WHAT THE TASK REQUIRES: The listing below contains a span that opens with the line containing "of the sign" and closes with the line containing "the grass blade.". Return that span exactly.
*** DATA TO USE Section Begins ***
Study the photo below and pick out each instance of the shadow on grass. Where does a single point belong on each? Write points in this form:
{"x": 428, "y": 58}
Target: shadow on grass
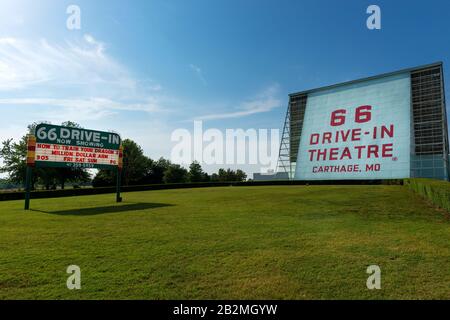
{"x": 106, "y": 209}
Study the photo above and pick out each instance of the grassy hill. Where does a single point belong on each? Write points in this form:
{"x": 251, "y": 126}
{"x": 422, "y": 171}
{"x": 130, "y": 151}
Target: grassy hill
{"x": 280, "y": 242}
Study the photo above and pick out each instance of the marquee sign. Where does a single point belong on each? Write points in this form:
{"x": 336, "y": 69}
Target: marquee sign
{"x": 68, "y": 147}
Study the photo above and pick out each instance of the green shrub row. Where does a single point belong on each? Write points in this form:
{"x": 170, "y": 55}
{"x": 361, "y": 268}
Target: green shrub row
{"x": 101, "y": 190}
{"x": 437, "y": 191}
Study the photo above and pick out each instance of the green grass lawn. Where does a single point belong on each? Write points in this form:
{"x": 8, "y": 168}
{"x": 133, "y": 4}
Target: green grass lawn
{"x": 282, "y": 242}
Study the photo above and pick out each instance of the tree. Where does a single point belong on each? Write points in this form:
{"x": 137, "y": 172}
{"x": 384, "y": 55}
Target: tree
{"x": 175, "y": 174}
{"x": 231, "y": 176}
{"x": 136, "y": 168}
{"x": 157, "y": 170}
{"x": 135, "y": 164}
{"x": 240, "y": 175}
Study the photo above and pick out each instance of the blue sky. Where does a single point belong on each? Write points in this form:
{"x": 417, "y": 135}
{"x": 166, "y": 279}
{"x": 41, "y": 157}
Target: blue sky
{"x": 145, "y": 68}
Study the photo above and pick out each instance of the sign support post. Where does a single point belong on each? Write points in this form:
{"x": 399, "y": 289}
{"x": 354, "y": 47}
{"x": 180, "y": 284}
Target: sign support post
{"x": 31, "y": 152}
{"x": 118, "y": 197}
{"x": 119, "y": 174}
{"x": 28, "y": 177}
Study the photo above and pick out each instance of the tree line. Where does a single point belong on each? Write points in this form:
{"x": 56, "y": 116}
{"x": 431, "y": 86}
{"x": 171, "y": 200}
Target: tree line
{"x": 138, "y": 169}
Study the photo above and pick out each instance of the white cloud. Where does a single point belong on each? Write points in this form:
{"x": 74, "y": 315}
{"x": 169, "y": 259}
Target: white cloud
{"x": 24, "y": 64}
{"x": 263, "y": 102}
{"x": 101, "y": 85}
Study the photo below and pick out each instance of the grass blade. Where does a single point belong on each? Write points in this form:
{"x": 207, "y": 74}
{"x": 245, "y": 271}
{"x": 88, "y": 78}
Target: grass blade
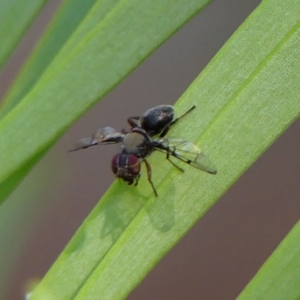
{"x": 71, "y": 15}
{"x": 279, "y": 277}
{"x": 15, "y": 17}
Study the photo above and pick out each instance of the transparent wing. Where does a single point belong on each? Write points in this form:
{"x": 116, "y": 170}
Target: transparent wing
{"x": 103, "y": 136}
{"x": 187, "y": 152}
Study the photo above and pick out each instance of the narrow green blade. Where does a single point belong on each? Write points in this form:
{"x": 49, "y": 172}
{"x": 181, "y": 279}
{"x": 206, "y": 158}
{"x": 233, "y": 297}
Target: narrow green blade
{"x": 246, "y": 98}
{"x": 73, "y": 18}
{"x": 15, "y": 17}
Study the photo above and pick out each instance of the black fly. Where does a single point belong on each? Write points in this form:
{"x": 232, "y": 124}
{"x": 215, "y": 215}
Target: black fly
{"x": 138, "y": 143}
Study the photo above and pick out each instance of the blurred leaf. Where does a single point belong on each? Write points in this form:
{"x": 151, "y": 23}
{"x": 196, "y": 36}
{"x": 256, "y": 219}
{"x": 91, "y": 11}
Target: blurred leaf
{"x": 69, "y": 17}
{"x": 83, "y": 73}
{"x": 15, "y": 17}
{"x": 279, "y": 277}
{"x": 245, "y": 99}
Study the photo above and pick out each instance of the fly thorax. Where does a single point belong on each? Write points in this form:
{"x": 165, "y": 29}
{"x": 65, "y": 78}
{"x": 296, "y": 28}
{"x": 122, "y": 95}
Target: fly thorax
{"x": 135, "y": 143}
*** DATA TO USE Section Ends ***
SOLUTION TO THIS TASK:
Study the photo above and pick out each instance of the sign support post. Where does a single point belong on each? Write points in this form:
{"x": 399, "y": 289}
{"x": 354, "y": 47}
{"x": 180, "y": 284}
Target: sign support post
{"x": 31, "y": 152}
{"x": 118, "y": 197}
{"x": 119, "y": 174}
{"x": 28, "y": 177}
Study the photo above and pick out each instance of the tree line. Where does a single point belong on each? Write points in this form:
{"x": 56, "y": 116}
{"x": 431, "y": 86}
{"x": 171, "y": 200}
Target: tree line
{"x": 138, "y": 169}
Study the photo above and pick out each instance of the white cloud. Where does a single point belong on each? Write points in this form:
{"x": 74, "y": 315}
{"x": 169, "y": 259}
Target: white cloud
{"x": 24, "y": 64}
{"x": 263, "y": 102}
{"x": 101, "y": 85}
Study the photo below and pick out each instance of the grass blade. Where does a single point belong on each? Write points in this form:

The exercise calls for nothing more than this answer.